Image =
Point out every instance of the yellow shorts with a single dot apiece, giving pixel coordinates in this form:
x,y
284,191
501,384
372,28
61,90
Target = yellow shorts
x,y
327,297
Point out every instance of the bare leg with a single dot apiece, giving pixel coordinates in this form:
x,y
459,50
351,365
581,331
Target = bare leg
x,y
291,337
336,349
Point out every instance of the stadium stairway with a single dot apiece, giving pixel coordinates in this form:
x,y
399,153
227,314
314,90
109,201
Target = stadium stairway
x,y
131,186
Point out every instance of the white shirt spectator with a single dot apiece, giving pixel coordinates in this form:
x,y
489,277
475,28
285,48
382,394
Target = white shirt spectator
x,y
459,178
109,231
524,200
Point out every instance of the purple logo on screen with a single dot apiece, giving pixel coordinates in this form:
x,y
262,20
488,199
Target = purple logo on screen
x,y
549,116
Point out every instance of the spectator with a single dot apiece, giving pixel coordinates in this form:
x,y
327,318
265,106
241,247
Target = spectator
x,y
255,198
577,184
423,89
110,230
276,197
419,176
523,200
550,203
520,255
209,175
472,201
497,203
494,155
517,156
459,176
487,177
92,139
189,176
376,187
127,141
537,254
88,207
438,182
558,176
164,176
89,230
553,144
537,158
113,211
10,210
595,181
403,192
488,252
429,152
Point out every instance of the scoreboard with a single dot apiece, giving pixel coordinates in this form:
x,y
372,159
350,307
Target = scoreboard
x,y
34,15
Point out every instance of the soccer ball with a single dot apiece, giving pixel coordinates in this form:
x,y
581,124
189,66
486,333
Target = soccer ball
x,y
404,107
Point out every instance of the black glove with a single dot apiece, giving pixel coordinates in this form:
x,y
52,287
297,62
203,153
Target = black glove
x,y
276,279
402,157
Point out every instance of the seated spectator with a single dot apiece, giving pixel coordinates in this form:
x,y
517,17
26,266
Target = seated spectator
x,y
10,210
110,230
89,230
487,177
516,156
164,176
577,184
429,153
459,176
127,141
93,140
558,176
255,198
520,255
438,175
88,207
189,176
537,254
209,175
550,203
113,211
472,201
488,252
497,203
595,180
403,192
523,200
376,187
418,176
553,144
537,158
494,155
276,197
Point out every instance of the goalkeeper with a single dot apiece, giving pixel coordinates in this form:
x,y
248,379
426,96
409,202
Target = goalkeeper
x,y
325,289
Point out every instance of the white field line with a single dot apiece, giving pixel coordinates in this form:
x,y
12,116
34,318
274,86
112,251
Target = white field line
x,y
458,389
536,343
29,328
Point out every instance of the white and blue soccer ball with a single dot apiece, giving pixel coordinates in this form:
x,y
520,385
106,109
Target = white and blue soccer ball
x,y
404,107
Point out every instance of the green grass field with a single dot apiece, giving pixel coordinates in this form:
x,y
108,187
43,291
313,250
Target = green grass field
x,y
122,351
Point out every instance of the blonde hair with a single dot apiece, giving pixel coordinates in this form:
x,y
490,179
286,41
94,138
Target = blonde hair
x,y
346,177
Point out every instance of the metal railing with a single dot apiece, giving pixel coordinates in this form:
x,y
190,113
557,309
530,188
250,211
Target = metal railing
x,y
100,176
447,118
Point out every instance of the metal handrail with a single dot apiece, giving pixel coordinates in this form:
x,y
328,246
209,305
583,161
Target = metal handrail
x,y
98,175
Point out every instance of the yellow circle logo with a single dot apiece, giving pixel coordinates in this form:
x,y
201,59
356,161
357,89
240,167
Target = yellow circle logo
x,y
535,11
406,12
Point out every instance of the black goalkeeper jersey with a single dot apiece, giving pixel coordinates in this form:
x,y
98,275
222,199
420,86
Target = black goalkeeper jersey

******************************

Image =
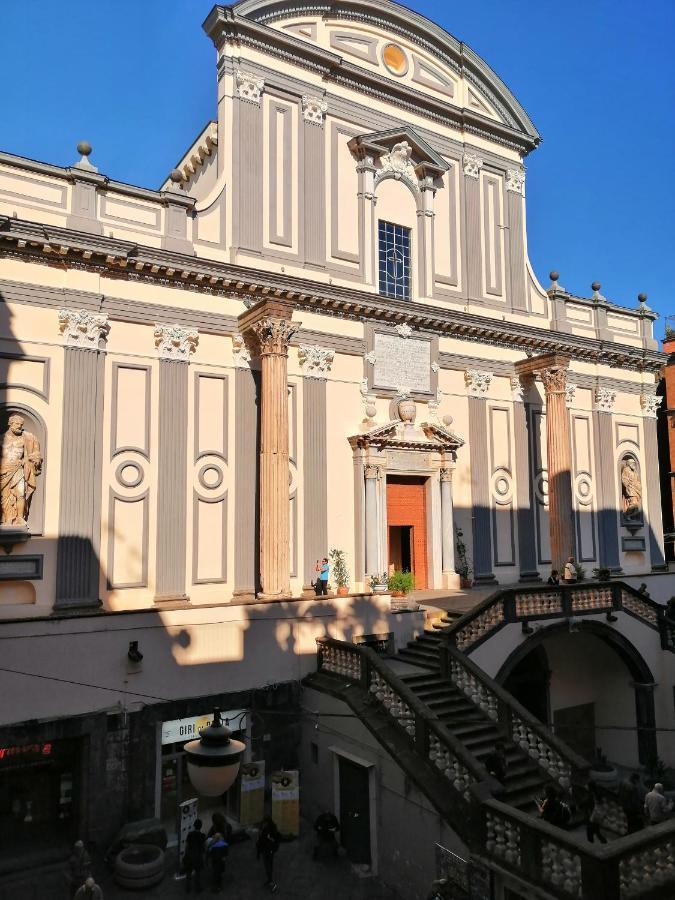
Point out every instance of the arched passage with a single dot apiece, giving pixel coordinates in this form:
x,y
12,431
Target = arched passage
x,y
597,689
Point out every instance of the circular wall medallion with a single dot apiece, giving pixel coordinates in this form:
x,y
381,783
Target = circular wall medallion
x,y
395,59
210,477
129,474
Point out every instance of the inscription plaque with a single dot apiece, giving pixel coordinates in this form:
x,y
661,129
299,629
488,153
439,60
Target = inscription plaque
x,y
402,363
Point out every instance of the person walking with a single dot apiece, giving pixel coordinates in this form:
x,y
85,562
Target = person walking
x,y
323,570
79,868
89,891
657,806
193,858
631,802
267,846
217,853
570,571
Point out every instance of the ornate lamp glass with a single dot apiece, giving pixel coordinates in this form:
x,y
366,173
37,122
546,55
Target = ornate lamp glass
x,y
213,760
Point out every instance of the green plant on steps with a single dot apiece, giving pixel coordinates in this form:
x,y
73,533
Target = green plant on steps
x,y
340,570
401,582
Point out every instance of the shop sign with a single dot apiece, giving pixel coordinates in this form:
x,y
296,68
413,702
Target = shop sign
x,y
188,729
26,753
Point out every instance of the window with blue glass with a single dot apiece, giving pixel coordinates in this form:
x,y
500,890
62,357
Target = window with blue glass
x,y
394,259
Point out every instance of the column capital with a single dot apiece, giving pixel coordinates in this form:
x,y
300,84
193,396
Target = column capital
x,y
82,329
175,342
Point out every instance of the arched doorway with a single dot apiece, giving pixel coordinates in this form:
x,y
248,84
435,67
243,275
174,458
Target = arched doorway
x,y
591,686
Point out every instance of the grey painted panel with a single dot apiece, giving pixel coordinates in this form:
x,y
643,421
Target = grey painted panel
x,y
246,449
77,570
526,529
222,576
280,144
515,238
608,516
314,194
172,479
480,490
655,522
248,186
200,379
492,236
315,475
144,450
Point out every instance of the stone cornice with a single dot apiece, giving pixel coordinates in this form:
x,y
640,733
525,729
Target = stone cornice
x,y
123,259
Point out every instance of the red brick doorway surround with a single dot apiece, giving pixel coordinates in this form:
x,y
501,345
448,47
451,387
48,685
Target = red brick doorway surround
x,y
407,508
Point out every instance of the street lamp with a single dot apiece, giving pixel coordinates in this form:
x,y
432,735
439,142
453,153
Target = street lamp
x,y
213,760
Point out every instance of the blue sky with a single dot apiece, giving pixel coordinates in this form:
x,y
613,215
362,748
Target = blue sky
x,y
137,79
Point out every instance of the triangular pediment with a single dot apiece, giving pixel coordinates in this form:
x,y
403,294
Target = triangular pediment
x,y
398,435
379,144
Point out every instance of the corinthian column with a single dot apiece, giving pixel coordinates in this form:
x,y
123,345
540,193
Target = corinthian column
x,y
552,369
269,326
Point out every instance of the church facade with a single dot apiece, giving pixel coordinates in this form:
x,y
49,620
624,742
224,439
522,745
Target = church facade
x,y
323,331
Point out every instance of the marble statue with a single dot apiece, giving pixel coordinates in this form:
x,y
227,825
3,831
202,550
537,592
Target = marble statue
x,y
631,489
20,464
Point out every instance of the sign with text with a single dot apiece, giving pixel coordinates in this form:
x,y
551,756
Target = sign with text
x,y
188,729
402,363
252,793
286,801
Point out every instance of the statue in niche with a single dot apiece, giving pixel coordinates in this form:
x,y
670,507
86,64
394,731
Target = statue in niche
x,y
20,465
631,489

******************************

What you should do = Scan the lines above for "jersey", then copy every one that has it.

The completed task =
Point out every instance of the black goalkeeper jersey with a single dot apiece, giving pixel coordinates in this form:
Target = black goalkeeper jersey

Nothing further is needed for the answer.